Prompt - Count the lines of the listing below that contain the word "shirt", and give only that number.

The input -

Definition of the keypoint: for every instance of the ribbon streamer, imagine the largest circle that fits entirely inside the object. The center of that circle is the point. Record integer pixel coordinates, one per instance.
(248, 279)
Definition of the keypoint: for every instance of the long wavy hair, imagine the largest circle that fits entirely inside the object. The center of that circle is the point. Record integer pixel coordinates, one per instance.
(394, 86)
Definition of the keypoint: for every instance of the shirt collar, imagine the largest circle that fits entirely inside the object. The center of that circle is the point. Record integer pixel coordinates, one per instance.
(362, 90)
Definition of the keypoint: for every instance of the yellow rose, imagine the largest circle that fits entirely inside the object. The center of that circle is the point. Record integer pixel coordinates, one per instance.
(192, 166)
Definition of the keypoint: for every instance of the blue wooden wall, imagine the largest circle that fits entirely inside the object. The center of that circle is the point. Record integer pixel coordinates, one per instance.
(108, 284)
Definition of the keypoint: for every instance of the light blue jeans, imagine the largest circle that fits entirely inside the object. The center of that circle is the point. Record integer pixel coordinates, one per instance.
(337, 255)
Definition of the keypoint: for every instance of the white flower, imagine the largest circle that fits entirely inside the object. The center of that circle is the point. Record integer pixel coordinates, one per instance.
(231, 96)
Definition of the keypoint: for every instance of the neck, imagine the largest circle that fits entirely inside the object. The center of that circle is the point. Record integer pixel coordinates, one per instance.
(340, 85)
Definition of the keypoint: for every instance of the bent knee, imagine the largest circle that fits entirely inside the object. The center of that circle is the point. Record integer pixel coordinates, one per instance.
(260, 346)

==

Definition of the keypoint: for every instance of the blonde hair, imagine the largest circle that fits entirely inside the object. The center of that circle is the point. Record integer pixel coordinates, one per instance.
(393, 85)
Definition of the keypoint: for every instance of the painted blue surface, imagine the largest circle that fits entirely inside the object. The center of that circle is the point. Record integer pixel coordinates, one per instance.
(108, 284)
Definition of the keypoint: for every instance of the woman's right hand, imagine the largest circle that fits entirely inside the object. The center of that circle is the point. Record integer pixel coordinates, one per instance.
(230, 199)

The completed task - 1